DATA ROWS:
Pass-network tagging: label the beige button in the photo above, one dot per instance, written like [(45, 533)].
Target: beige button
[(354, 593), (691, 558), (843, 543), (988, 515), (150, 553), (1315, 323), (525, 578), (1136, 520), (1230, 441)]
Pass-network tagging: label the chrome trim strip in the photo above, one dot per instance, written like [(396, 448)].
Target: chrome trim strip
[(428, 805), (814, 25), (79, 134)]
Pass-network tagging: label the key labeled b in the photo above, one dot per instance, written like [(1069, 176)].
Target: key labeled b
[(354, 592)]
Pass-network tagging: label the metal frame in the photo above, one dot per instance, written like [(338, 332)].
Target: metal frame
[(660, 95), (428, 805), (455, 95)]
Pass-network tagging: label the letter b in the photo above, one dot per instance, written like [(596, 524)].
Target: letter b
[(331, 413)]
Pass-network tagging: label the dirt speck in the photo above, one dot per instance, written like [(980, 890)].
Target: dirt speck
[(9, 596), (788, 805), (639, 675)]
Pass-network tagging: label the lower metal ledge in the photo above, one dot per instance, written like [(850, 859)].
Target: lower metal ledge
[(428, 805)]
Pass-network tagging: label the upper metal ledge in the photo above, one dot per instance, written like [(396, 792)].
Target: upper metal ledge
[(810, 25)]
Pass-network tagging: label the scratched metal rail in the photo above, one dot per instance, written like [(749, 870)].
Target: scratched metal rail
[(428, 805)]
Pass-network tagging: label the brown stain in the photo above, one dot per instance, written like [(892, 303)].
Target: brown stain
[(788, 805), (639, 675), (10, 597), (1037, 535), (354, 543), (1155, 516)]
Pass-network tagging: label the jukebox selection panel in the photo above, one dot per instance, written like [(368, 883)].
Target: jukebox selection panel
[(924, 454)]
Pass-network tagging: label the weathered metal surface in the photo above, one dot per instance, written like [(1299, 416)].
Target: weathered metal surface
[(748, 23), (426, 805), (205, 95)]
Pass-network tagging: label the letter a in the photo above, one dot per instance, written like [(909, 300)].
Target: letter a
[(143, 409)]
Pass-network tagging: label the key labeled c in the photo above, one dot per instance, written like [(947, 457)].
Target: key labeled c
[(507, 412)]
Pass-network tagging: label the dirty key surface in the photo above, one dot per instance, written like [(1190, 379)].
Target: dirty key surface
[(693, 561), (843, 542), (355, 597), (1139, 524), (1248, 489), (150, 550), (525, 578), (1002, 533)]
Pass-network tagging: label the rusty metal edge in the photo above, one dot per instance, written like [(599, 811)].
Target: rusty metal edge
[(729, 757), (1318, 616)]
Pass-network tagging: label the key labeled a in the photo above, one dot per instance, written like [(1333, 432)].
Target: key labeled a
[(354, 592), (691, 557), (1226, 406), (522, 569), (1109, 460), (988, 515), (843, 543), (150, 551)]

...

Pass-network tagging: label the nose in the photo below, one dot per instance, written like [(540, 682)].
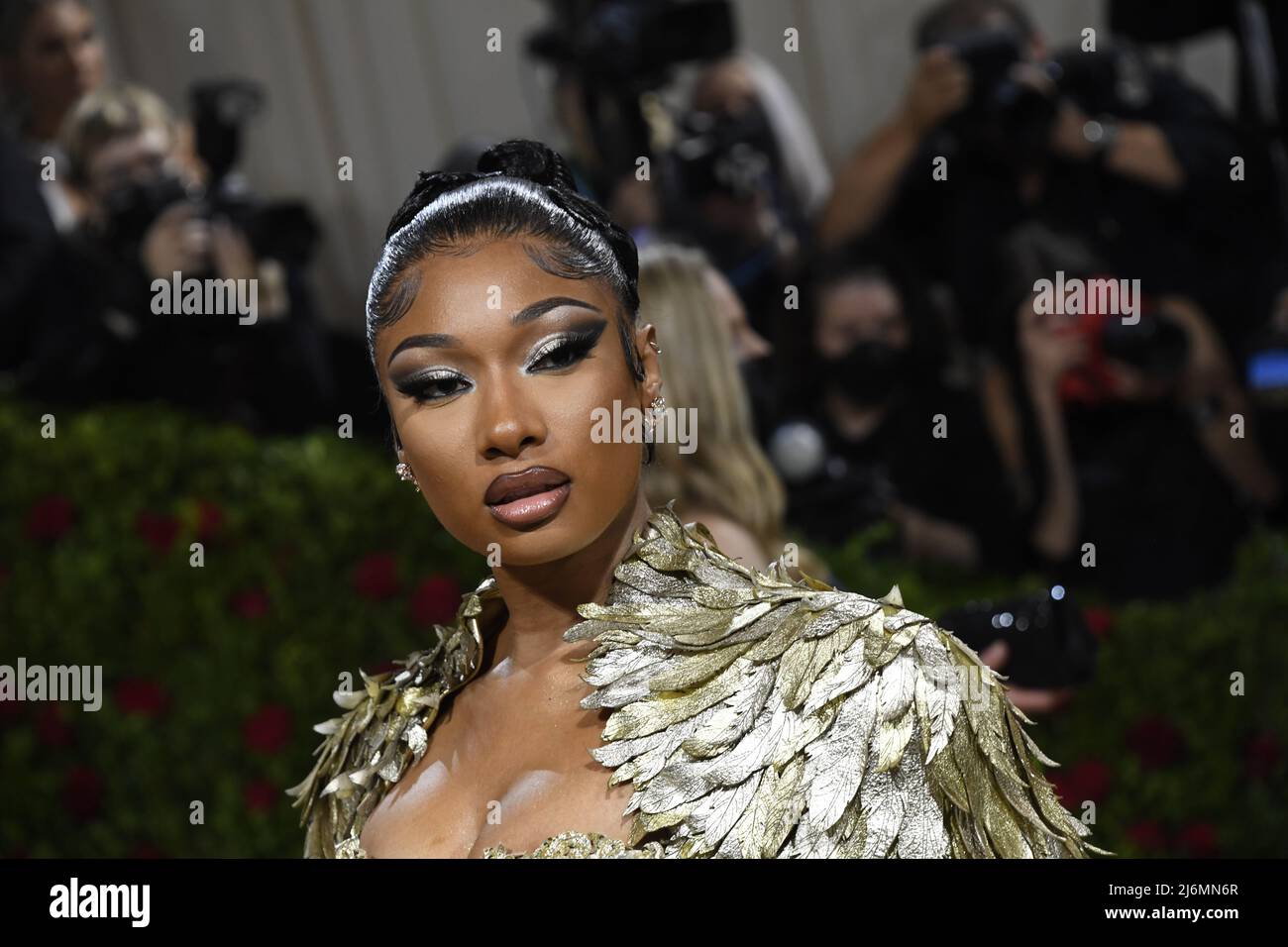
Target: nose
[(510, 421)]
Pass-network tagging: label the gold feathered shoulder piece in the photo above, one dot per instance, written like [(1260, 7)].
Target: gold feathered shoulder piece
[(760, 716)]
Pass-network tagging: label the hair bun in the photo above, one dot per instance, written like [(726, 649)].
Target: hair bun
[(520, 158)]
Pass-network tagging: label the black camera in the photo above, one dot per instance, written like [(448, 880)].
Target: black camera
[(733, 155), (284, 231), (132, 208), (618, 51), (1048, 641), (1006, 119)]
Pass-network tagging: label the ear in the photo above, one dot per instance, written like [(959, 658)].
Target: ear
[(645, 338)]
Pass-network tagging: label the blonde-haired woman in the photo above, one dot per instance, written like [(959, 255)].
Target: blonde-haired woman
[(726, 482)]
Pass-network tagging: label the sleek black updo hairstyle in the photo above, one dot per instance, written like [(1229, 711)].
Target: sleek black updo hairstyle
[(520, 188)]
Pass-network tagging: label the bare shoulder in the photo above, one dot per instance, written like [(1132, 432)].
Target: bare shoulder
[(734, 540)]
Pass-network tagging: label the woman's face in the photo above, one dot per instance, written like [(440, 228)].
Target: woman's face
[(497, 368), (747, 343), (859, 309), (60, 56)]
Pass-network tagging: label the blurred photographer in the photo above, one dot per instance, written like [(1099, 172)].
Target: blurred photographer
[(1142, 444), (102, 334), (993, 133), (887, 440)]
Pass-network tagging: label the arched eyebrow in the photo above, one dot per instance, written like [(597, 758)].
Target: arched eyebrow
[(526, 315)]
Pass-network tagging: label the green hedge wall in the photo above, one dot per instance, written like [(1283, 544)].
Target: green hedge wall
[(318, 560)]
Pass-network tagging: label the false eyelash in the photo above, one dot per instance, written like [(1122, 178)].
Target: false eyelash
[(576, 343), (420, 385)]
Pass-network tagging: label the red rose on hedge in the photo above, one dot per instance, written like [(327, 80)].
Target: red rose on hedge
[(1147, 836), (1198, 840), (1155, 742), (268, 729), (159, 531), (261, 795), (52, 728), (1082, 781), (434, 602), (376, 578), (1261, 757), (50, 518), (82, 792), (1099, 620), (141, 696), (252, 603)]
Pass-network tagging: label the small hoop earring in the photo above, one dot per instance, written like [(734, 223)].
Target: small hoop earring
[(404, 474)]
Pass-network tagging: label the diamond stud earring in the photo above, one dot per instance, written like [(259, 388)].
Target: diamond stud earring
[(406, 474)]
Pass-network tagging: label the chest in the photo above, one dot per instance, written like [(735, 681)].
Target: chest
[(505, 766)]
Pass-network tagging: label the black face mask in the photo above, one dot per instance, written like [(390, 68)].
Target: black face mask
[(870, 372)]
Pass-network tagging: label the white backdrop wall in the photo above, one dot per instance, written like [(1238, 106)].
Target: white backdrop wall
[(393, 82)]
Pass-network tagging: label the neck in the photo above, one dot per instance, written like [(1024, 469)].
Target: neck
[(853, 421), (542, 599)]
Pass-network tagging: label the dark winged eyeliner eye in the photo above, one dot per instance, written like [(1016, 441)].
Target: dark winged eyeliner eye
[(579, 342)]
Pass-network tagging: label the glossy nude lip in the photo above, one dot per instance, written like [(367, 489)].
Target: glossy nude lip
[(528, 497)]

--

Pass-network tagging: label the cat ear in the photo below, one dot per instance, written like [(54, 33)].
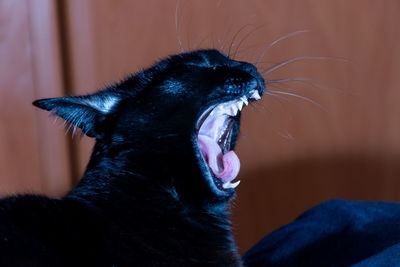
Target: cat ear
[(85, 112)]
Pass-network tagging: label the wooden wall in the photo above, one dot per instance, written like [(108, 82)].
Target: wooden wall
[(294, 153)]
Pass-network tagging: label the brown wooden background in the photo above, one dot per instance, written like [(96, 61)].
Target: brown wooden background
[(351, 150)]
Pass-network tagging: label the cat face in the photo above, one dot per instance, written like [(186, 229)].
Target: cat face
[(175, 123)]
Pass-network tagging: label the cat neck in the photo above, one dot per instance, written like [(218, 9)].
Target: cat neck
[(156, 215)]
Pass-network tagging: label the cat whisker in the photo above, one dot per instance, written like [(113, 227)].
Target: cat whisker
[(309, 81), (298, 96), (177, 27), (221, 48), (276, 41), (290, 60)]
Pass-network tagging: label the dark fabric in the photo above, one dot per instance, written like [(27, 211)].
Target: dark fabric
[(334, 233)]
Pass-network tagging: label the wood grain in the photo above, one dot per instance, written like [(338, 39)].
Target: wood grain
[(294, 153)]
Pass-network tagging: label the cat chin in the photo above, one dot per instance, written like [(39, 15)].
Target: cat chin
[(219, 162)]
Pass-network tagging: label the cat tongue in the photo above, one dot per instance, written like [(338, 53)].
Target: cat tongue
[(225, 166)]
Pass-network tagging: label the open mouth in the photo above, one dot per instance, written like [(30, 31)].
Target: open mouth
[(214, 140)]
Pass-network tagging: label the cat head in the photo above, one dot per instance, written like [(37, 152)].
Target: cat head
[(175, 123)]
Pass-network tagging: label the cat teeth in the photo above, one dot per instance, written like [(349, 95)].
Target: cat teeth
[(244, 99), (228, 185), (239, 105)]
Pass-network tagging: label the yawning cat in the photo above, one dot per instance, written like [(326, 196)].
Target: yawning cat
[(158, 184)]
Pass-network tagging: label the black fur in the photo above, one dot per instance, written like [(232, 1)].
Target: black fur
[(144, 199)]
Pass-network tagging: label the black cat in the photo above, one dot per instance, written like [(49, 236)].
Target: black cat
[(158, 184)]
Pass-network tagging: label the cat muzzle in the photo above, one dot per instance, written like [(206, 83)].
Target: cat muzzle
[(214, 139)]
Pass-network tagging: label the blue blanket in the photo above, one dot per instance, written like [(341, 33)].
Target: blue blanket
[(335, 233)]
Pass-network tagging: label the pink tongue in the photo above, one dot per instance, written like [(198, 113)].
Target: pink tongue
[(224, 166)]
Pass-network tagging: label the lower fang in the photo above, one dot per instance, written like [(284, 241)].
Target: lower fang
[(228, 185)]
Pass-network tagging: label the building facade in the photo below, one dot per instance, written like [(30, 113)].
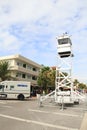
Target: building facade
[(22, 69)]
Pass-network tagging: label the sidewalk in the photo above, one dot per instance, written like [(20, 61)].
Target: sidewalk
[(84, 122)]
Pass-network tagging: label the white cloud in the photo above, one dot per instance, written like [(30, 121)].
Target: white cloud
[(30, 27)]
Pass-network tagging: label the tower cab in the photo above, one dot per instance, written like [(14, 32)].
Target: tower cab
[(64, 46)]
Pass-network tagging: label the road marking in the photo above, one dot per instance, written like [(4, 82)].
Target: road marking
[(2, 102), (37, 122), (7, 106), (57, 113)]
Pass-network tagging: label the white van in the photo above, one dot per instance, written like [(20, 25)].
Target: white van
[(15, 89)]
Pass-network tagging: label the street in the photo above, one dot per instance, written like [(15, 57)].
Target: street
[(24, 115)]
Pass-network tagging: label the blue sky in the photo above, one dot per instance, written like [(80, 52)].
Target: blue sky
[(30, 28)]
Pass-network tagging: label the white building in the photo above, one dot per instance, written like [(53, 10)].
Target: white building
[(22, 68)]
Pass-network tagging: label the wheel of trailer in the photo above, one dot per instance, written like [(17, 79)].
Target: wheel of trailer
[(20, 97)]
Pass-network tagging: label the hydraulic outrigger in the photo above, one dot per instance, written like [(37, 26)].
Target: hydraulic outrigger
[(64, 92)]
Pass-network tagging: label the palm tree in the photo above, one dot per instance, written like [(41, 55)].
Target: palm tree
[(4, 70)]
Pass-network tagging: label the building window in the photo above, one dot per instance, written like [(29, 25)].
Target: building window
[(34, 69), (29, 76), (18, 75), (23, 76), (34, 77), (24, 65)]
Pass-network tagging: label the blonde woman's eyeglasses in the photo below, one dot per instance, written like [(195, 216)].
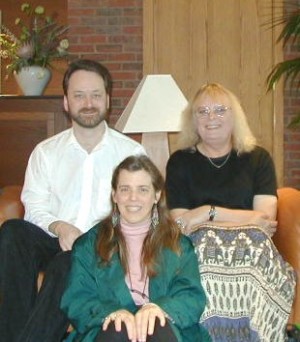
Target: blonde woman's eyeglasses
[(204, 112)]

WHAT IS ASKED: Please set out the data lines between the one holding "Pass-network tagging: label the key labeled c" and the one holding "[(729, 757), (1318, 616)]", inclusive, as a numbered list, and leave out any blank lines.

WORKED SOLUTION:
1. Pass-network tagging: label the key labeled c in the photo above, one dot per instance, written like [(947, 457)].
2. Target: key labeled c
3. [(507, 412)]
4. Pass-network tagging: label the dirty key surface in the photo above, one dot per instance, written like [(1190, 379)].
5. Target: dirty key surface
6. [(693, 561), (843, 542), (355, 597), (1139, 524), (1248, 489), (150, 550), (525, 578), (1002, 533)]
7. Pass-network tagging: label the rusty metal edge in the photo above, one dot per instance, written like [(599, 811)].
8. Target: rusty metal edge
9. [(729, 757), (1318, 616)]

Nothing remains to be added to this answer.